*** Input material

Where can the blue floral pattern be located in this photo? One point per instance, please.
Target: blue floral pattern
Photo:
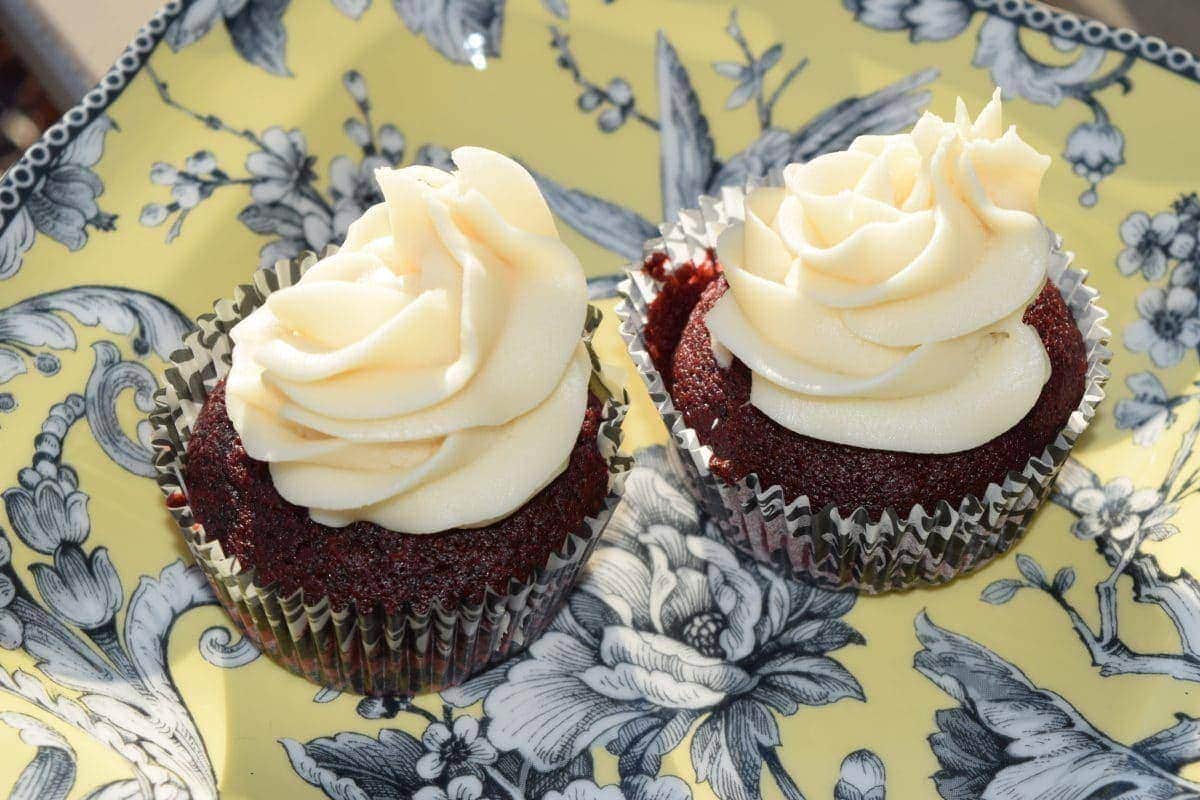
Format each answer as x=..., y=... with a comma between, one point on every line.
x=63, y=202
x=673, y=645
x=1095, y=149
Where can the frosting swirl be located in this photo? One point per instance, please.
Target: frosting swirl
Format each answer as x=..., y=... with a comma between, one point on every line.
x=877, y=296
x=431, y=373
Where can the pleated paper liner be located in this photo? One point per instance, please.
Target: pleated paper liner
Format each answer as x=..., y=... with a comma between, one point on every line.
x=369, y=651
x=846, y=547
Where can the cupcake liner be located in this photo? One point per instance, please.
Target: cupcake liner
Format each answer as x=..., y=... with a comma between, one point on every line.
x=369, y=651
x=849, y=548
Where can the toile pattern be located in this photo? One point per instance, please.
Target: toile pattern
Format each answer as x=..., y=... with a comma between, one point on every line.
x=677, y=668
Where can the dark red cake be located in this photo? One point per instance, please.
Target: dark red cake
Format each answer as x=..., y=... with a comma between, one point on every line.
x=715, y=403
x=233, y=497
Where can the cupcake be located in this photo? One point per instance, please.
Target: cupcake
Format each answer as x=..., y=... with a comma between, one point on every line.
x=876, y=368
x=391, y=461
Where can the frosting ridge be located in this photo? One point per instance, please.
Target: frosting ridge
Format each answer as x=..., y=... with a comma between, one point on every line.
x=877, y=295
x=431, y=373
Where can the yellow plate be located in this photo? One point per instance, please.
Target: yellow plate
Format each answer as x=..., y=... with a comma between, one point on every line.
x=235, y=132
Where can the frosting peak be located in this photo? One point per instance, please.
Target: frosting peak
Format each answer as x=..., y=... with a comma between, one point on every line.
x=430, y=374
x=877, y=296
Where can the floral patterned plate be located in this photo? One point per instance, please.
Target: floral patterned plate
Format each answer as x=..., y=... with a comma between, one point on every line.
x=235, y=132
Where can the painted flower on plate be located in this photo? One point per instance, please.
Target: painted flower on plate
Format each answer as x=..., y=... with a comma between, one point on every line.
x=454, y=747
x=1150, y=241
x=928, y=20
x=281, y=166
x=670, y=630
x=1168, y=328
x=1120, y=512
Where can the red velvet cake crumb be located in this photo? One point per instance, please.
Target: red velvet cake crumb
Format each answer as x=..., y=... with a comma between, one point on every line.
x=233, y=497
x=715, y=403
x=681, y=292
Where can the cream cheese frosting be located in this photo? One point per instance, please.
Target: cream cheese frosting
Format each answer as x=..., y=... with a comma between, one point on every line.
x=431, y=373
x=877, y=296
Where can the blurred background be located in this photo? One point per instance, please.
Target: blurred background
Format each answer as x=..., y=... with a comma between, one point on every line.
x=54, y=50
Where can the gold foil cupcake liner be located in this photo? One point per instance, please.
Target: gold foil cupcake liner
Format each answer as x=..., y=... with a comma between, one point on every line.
x=849, y=548
x=369, y=651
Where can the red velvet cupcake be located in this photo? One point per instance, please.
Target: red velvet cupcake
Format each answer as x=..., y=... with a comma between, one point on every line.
x=393, y=462
x=876, y=370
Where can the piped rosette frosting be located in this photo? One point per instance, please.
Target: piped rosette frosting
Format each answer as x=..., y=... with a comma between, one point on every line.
x=431, y=373
x=877, y=296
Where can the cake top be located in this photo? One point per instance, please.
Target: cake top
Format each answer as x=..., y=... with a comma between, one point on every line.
x=431, y=373
x=877, y=295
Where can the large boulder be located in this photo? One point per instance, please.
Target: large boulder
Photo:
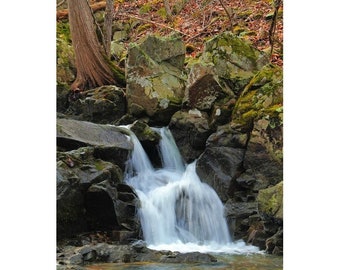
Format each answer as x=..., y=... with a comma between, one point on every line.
x=109, y=142
x=234, y=60
x=259, y=111
x=217, y=77
x=270, y=206
x=222, y=160
x=91, y=195
x=105, y=104
x=190, y=130
x=155, y=77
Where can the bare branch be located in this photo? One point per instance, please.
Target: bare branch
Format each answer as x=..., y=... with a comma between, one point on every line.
x=229, y=16
x=155, y=23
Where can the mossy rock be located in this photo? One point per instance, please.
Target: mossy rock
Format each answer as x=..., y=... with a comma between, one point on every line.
x=235, y=61
x=155, y=77
x=270, y=201
x=261, y=98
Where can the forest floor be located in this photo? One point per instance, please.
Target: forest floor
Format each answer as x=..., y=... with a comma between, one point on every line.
x=199, y=20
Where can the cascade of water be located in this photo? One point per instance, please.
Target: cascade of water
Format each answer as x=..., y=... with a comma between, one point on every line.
x=178, y=211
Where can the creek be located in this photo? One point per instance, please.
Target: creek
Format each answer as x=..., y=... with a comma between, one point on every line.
x=224, y=261
x=178, y=211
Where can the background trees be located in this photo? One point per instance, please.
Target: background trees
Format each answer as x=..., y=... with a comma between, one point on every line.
x=92, y=61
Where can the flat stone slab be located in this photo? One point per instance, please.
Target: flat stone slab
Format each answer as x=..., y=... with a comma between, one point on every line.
x=92, y=134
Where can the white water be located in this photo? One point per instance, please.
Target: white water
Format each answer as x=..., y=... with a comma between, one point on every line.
x=178, y=212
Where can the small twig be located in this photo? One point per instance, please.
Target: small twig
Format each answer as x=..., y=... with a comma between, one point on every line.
x=229, y=16
x=272, y=29
x=60, y=3
x=97, y=25
x=202, y=31
x=159, y=24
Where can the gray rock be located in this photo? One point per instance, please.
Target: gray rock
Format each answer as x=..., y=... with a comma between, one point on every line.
x=86, y=133
x=190, y=130
x=155, y=77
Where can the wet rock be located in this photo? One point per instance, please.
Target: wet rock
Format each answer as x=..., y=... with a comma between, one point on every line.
x=261, y=100
x=222, y=161
x=202, y=89
x=192, y=257
x=271, y=201
x=103, y=105
x=80, y=133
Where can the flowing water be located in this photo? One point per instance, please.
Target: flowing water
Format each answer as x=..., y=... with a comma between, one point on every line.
x=178, y=212
x=224, y=262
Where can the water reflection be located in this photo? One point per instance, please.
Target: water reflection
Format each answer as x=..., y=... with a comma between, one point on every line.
x=230, y=262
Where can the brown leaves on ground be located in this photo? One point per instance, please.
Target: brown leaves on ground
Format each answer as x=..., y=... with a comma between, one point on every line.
x=198, y=20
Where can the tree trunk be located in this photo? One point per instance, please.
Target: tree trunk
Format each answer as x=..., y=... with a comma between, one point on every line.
x=108, y=27
x=167, y=10
x=93, y=67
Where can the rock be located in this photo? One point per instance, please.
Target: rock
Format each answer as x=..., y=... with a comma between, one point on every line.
x=65, y=56
x=191, y=257
x=274, y=244
x=91, y=195
x=149, y=140
x=271, y=201
x=155, y=80
x=237, y=214
x=263, y=159
x=202, y=89
x=222, y=161
x=72, y=133
x=261, y=99
x=104, y=105
x=234, y=60
x=190, y=130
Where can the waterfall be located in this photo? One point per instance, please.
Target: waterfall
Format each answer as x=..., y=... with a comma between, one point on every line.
x=178, y=212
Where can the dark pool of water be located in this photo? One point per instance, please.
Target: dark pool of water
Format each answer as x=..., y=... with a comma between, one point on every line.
x=230, y=262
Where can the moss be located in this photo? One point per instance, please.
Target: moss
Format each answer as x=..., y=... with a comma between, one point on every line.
x=145, y=8
x=271, y=201
x=263, y=94
x=99, y=165
x=143, y=27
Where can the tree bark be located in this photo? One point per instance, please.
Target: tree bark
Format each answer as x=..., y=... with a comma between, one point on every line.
x=167, y=10
x=108, y=27
x=93, y=68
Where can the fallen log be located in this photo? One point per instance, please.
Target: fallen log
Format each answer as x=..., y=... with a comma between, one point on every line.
x=63, y=13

******

- [Your assignment]
When restating the records word for word, omit any picture they contain.

- [Task response]
Where can the blue floral pattern be located in this photo? One point per instance, please.
Target: blue floral pattern
Photo:
Format each answer as x=..., y=... with a comma between, one point on every line.
x=63, y=202
x=673, y=645
x=1095, y=149
Where can the frosting swirl be located in this photo? One point per instance, please.
Target: frosting swirl
Format each answer as x=..., y=... with a comma between, one point on every line.
x=877, y=296
x=431, y=373
Where can the pleated paper liner be located in this photo? One point per instance, please.
Target: pleated paper liner
Format each answer as x=..., y=... with a comma between, one point on every line.
x=369, y=651
x=846, y=547
Where can the cupcake liner be located in this photo? One point per instance, please.
Target: cupcake liner
Format each answer as x=..., y=... with a comma between, one point on every line.
x=369, y=651
x=849, y=548
Where can the toile pattern be located in this photo? One point per instance, please.
Target: toile pattern
Format each answer as x=..., y=... with a comma between, one point on every line.
x=677, y=668
Where can the dark red cake be located in this photo? One point per instance, please.
Target: dark red cake
Format each answer as x=..., y=... with a comma between, one point on every line.
x=715, y=403
x=233, y=497
Where can the cupcake be located in this photo? One point per instance, please.
Target: cupcake
Format each answer as x=..., y=... with a comma between, one point on every line.
x=876, y=368
x=391, y=461
Where can the frosting ridge be located in this photo? One point per instance, please.
Target: frosting ridge
Format each answer as x=..., y=... with a comma between, one point on every line.
x=877, y=295
x=431, y=373
Where can the yellow plate be located in this photo? One point per instance, please.
Target: yellow plate
Format each answer as x=..., y=... with a comma between, one point on every line.
x=235, y=132
Where can the frosting peak be located in this photo? One point per instance, please.
Target: frosting peak
Format each answer as x=..., y=... with a comma between, one point on every line.
x=430, y=374
x=877, y=296
Where can the floral patterned plate be located in this photo? One point per instance, please.
Target: floral patterned plate
Format each answer as x=..., y=... with a comma between, one point on every line.
x=235, y=132
Where can the painted flower on plate be located in this photo? One point per instance, please.
Target: painted flower on plate
Format each answer as x=..., y=... with a comma between, one point on every line.
x=454, y=747
x=1150, y=241
x=928, y=20
x=281, y=166
x=670, y=630
x=1168, y=328
x=1120, y=512
Where can the red velvet cake crumb be located in this photo? One point per instance, please.
Target: red velvet cake crumb
Format each answer as x=..., y=... with a comma between, one point on every line.
x=233, y=497
x=715, y=403
x=681, y=292
Where can the cream cheese frosting be located in this photo? One point per instance, please.
Target: cream cheese frosting
Format each answer as x=..., y=... with a comma between, one point on every line.
x=431, y=373
x=877, y=296
Where can the blurred background be located in this photo? One point per instance, please.
Target: blurred background
Format each answer as x=..., y=... with a comma between, one point on every line.
x=54, y=50
Where can the gold foil cupcake liner be located in this photo? One point per instance, please.
Target: gold foil cupcake liner
Format each answer as x=..., y=... with a comma between, one point on every line.
x=849, y=548
x=369, y=651
Where can the red velvet cupcake be located in this photo? One point per instance, please.
Target: red velvet cupcake
Format each answer as x=..., y=... with a comma between, one point on every line.
x=393, y=462
x=876, y=370
Where can the piped rosette frosting be located in this photo? One point per instance, please.
Target: piped rosette frosting
Format each answer as x=..., y=... with a comma between, one point on every line.
x=431, y=373
x=877, y=296
Where can the cake top be located in this photo? One point per instance, please.
Target: cake top
Format each answer as x=..., y=... with a comma between, one point on every line.
x=431, y=373
x=877, y=295
Where can the large boulder be located in this photo? One point per instance, please.
Target: large boulder
Photo:
Format each answer as x=..., y=... with a comma between, one point on every line.
x=109, y=142
x=234, y=60
x=259, y=111
x=217, y=77
x=270, y=206
x=222, y=160
x=91, y=195
x=105, y=104
x=190, y=130
x=155, y=77
Where can the bare branch be located in this photo? One point per instance, please.
Target: bare branch
Format each answer as x=..., y=... with a comma between, one point on every line.
x=229, y=16
x=155, y=23
Where can the mossy rock be located in this photo? One point per instance, please.
Target: mossy rock
Format each answer as x=..., y=... with a comma between, one point on every line.
x=235, y=61
x=155, y=77
x=270, y=201
x=261, y=98
Where can the forest floor be located in this photo? One point per instance, please.
Target: forest floor
Format each answer as x=..., y=... with a comma between, one point on every line.
x=199, y=20
Where can the cascade of water be located in this photo? One point per instance, please.
Target: cascade of water
Format each answer as x=..., y=... with a comma between, one point on every line.
x=178, y=211
Where can the creek be located in this photo? One point per instance, please.
Target: creek
Format each answer as x=..., y=... with a comma between, one point on every line.
x=224, y=261
x=178, y=211
Where can the background trees be located in this photo? One point per instance, please.
Target: background trees
Format each answer as x=..., y=... with a comma between, one point on every line.
x=92, y=61
Where can the flat stone slab be located in this photo? One point per instance, please.
Target: flat stone slab
Format each answer as x=..., y=... with a comma between, one point on every line.
x=92, y=134
Where can the white water be located in this photo? One point per instance, please.
Target: white water
Format each answer as x=..., y=... with a comma between, one point on every line.
x=178, y=212
Where can the small twig be located in this photo? One point per instance, please.
Target: small twig
Format each answer as x=..., y=... with a comma between, one point on every line.
x=229, y=16
x=272, y=29
x=60, y=3
x=97, y=25
x=202, y=31
x=159, y=24
Where can the gray rock be located in this photo? One point per instance, please.
Target: gray rock
Format each answer as x=..., y=... with a comma between, one point on every line.
x=86, y=133
x=190, y=130
x=155, y=77
Where can the wet rock be located in this photo? One point per instance, please.
Target: wet rock
Format each answer as x=..., y=... with a comma between, one point on every line.
x=261, y=100
x=222, y=161
x=202, y=89
x=192, y=257
x=271, y=201
x=103, y=105
x=80, y=133
Where can the flowing water be located in this photo? One point per instance, please.
Target: flowing water
Format each answer as x=..., y=... with a comma between, one point on every line.
x=178, y=212
x=224, y=262
Where can the water reflection be located in this photo? One point per instance, please.
Target: water reflection
Format each answer as x=..., y=... with a comma between, one point on every line.
x=230, y=262
Where can the brown leaves on ground be located in this photo? One point per instance, please.
Target: brown leaves on ground
Format each answer as x=..., y=... with a comma between, one point on every line.
x=198, y=20
Where can the tree trunk be located in this photo? One point per instance, please.
Target: tree trunk
Format each answer as x=..., y=... with a comma between, one point on every line.
x=108, y=27
x=167, y=10
x=93, y=67
Where can the rock be located in this photo? One point per instance, please.
Target: rock
Format each answer as x=..., y=... with a comma between, one point on every line.
x=65, y=56
x=191, y=257
x=274, y=244
x=91, y=195
x=149, y=140
x=271, y=201
x=155, y=80
x=237, y=214
x=263, y=159
x=202, y=89
x=222, y=161
x=72, y=133
x=261, y=99
x=104, y=105
x=234, y=60
x=190, y=130
Where can the waterfall be located in this photo? One point per instance, please.
Target: waterfall
Format each answer as x=..., y=... with a comma between, one point on every line.
x=178, y=212
Where can the dark pool of water be located in this photo? One point per instance, please.
Target: dark pool of water
Format each answer as x=..., y=... with a comma between, one point on every line.
x=230, y=262
Where can the moss be located in this photo? One point per instance, please.
Target: moss
Format each answer as x=..., y=... with a comma between, one point on every line.
x=145, y=8
x=271, y=201
x=263, y=94
x=99, y=165
x=143, y=27
Where can the tree bark be located in this photo? One point per instance, please.
Target: tree bark
Format each answer as x=..., y=... with a comma between, one point on every line.
x=167, y=10
x=108, y=27
x=93, y=68
Where can the fallen log be located in this photo? One point per instance, please.
Target: fallen log
Format each answer as x=..., y=... with a comma between, one point on every line.
x=63, y=13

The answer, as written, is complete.